**What the task asks:** Only one stretch of the listing below is wanted. Begin at the line that has "Question. Locate the handbag", stop after the line that has "Question. Locate the jacket", and repeat every line in between exactly.

**Provided material:**
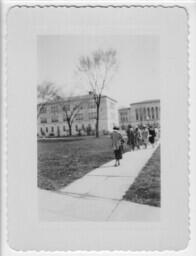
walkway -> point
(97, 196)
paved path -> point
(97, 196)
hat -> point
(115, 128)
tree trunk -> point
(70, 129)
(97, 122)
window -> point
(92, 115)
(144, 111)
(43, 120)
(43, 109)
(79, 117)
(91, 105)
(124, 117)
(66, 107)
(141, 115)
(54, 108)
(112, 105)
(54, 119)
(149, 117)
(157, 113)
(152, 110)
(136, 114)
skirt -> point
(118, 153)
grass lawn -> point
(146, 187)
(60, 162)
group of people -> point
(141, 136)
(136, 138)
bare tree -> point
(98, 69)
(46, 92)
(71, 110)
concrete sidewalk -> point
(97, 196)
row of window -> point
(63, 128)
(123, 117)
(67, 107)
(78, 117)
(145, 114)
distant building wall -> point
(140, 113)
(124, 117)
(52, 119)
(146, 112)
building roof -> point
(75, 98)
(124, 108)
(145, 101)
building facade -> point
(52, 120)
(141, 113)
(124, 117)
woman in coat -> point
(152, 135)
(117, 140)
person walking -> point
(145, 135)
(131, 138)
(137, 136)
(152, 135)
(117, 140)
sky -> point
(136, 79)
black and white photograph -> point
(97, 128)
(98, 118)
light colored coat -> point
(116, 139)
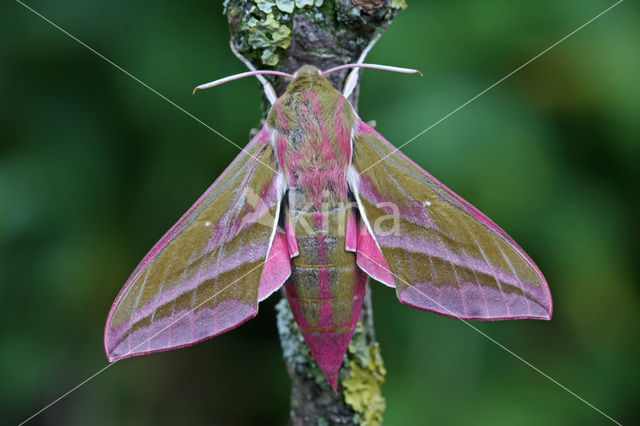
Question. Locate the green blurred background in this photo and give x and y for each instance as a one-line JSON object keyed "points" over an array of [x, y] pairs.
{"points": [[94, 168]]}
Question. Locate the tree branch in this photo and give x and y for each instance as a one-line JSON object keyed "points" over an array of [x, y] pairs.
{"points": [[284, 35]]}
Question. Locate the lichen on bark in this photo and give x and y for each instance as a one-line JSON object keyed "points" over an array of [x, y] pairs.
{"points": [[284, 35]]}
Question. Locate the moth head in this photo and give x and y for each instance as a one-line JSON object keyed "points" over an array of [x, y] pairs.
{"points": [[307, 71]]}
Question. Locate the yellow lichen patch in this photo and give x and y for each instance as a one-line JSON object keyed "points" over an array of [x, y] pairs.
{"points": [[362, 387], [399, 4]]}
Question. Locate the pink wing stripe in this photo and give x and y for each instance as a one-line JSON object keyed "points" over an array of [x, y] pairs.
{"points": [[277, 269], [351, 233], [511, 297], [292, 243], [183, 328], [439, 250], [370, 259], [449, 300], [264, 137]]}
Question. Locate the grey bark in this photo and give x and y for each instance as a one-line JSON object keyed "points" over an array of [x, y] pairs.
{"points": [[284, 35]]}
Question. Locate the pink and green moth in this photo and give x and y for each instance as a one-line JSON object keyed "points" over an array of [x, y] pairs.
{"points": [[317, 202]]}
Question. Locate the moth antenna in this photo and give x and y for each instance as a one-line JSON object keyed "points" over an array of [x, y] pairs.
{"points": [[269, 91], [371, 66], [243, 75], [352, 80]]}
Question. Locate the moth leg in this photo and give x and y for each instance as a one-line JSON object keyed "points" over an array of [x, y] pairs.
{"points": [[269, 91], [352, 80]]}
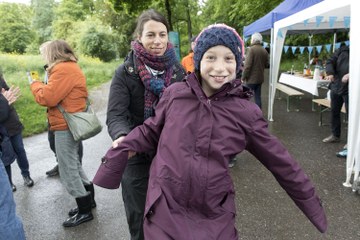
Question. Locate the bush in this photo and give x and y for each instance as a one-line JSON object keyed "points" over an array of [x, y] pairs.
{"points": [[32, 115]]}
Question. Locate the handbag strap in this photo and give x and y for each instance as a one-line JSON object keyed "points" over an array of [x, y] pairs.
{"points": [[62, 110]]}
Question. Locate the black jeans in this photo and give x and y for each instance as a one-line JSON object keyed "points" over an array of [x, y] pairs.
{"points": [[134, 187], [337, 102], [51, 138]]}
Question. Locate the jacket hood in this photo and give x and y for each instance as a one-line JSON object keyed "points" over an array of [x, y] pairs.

--

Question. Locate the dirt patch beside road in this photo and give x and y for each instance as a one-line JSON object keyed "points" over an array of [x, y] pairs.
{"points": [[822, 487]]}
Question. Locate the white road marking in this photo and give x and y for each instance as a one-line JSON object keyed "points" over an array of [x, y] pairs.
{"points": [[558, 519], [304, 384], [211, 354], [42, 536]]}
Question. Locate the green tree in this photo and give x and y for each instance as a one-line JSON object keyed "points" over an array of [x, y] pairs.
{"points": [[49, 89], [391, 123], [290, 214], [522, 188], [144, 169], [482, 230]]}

**Final answer:**
Question. Locate the handbag strap in this photo and give x and y for each instance as a one-line JSON object keyed "points" over an array of [x, y] pairs.
{"points": [[62, 110]]}
Question. Locate the black jeans in this photo and give x and y for each instance as a one-line JSON object keyed "points" over an array of [x, y] pairs.
{"points": [[134, 187], [337, 102], [51, 138]]}
Question. Locate the jacket hood in this photo and give x and y for each instance as a one-line JSON object keyed "points" over an array of [x, y] pairs.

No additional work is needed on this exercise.